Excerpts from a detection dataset
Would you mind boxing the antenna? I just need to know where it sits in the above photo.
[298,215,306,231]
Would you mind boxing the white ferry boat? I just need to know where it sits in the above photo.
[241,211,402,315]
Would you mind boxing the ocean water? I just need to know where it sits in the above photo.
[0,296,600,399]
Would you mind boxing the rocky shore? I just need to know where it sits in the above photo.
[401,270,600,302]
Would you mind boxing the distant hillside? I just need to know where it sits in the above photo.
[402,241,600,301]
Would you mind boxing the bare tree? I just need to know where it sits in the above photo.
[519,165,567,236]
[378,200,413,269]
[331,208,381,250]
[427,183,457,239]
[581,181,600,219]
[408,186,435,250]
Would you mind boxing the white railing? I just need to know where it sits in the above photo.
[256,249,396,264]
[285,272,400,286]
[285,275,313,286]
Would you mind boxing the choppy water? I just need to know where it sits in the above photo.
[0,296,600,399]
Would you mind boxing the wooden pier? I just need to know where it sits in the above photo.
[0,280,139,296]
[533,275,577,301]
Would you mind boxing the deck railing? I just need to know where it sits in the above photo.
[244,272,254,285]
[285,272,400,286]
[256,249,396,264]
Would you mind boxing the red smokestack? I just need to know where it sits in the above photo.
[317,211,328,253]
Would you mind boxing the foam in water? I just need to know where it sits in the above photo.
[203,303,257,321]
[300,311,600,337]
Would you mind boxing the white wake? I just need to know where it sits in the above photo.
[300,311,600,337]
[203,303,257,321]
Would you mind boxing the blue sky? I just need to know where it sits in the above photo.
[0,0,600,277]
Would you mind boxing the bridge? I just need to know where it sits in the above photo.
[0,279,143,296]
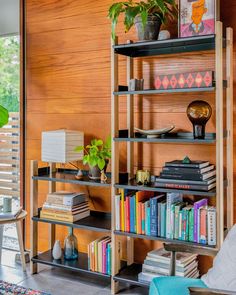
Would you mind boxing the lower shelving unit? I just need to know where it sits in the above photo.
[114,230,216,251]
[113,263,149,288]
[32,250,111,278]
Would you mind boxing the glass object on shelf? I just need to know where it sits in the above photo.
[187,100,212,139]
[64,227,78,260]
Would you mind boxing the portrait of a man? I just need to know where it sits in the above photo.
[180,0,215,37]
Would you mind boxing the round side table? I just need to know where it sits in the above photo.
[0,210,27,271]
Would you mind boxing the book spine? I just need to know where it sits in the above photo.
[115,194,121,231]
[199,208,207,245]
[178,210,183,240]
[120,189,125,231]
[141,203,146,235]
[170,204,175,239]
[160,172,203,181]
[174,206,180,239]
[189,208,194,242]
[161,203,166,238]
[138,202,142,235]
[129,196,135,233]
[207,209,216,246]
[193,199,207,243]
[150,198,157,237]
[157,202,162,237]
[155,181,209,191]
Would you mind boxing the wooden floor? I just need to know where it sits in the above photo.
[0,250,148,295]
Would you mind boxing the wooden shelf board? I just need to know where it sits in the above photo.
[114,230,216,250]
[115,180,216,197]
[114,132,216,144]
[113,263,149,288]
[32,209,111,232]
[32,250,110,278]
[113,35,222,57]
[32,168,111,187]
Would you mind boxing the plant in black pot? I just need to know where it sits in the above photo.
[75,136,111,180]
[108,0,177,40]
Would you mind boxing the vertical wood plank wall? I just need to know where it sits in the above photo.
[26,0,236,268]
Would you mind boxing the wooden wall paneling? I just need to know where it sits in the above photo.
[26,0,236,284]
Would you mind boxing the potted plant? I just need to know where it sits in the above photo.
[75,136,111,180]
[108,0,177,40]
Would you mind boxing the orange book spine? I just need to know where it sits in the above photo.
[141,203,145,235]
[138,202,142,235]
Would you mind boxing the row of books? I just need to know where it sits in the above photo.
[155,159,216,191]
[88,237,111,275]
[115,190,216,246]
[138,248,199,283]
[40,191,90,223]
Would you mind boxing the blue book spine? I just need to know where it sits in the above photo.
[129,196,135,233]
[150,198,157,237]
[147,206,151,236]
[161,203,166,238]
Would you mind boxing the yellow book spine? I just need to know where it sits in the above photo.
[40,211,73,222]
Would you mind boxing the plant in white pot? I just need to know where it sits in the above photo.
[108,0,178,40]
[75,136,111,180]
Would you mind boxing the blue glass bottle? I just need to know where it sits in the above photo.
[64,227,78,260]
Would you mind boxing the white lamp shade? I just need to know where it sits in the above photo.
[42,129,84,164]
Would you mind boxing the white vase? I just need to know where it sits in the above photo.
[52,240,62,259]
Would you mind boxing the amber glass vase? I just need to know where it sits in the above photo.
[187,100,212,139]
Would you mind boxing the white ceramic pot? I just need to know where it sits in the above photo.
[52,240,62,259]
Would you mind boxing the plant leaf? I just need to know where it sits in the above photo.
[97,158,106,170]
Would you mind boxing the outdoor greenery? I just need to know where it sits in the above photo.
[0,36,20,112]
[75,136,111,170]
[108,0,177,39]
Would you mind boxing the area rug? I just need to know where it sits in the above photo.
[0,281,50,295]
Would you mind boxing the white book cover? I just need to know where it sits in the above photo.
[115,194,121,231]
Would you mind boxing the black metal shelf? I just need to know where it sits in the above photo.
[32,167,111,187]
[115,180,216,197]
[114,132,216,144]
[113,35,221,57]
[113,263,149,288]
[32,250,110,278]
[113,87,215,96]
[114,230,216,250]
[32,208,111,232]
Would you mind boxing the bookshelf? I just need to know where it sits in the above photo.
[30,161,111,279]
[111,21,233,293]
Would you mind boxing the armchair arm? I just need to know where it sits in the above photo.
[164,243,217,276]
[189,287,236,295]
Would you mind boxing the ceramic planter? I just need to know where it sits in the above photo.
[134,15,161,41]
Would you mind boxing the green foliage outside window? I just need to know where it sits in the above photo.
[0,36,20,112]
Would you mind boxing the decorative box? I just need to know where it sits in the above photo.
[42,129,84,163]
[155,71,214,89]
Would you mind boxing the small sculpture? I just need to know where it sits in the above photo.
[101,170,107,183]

---

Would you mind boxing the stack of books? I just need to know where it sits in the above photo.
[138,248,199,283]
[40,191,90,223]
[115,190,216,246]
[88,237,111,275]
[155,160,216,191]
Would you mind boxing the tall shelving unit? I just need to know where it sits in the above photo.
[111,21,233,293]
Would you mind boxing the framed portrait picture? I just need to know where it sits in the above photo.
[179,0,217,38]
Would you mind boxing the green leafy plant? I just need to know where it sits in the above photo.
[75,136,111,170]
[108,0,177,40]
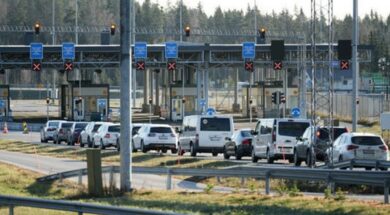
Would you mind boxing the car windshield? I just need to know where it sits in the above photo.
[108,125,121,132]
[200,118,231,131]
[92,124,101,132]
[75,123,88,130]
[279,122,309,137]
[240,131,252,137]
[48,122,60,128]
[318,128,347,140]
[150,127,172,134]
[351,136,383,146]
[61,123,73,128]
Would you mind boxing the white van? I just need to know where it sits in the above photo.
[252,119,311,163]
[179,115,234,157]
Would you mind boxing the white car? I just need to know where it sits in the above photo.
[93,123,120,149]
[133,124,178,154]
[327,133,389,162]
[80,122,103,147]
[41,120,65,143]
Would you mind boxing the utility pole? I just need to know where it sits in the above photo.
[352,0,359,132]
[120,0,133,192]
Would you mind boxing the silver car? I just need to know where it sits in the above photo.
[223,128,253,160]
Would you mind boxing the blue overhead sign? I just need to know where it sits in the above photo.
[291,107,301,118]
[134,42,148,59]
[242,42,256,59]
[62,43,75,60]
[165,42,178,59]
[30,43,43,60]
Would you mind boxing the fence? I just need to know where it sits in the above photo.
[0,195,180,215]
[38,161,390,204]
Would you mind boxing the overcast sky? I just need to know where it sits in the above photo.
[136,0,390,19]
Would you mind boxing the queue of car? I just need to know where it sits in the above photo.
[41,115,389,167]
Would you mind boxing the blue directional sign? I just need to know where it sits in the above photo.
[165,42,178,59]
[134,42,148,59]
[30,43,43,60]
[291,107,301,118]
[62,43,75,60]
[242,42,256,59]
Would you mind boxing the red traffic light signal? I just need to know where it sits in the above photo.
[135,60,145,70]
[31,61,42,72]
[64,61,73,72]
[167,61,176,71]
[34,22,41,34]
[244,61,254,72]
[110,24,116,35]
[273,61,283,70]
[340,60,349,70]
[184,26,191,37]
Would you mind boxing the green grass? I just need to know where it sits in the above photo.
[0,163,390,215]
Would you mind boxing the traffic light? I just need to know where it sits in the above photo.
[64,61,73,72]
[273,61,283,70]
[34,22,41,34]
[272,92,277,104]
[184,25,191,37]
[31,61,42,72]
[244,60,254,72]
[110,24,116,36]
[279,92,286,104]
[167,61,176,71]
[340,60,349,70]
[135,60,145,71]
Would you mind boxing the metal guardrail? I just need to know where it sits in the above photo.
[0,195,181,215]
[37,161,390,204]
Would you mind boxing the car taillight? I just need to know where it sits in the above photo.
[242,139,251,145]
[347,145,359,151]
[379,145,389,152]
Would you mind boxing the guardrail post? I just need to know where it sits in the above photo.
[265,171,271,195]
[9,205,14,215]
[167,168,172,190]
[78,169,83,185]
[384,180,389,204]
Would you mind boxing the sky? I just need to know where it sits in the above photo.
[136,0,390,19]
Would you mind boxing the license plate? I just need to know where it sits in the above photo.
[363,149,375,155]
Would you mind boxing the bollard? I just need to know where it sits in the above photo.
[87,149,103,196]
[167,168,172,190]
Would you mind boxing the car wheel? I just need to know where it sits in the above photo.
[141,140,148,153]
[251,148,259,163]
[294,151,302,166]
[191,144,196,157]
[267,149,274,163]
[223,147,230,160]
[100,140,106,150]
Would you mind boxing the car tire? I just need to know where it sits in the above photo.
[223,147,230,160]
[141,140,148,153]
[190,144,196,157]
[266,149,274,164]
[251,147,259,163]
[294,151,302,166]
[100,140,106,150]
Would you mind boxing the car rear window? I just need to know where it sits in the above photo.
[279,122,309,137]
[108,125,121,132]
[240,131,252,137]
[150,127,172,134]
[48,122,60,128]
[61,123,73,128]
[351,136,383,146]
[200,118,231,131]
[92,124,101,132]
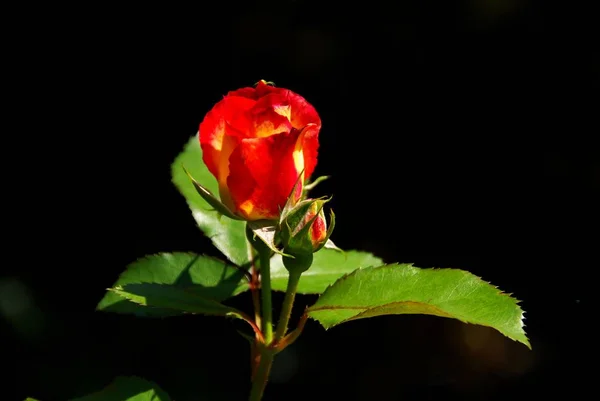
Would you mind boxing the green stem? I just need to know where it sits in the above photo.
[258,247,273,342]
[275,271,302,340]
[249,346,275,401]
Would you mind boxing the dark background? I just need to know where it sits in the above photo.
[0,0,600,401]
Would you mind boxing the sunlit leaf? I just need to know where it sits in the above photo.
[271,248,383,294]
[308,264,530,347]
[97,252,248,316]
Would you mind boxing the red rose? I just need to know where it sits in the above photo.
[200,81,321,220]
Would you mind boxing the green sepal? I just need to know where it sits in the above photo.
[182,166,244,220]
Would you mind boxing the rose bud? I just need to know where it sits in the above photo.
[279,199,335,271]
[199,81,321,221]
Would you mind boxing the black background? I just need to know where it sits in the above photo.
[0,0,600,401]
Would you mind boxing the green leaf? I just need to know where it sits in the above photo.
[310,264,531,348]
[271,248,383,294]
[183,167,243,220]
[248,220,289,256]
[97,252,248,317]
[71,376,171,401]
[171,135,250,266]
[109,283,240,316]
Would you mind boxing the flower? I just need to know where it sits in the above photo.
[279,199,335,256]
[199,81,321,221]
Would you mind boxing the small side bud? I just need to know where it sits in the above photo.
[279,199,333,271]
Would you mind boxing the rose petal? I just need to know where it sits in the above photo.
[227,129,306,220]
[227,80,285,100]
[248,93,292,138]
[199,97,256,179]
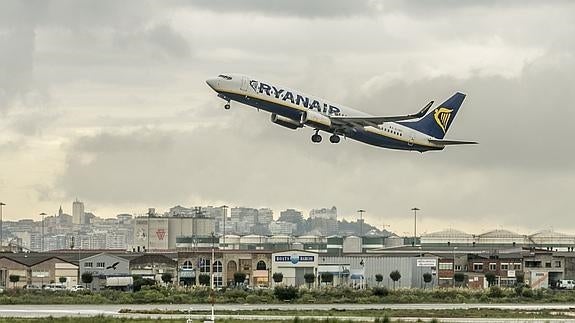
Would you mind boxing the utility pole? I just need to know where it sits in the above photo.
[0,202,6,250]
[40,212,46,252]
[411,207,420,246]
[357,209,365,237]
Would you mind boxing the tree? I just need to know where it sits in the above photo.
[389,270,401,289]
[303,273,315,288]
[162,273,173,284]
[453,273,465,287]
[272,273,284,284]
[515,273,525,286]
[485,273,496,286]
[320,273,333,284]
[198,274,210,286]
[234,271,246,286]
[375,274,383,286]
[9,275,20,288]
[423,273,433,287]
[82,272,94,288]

**WORK TO BE COMPLETED**.
Copy out the rows above word for word, starting at the line with "Would you mind boxing the antenna?" and ending at the line with "[241,211,402,315]", including both of those lines.

**RIGHT ANSWER**.
Would you mind boxing the antenna? I just need to know where it sits in the above photo.
[298,215,306,231]
Would you mind boxing the white ferry boat? I just need to know where it sits in the above photo.
[241,211,402,315]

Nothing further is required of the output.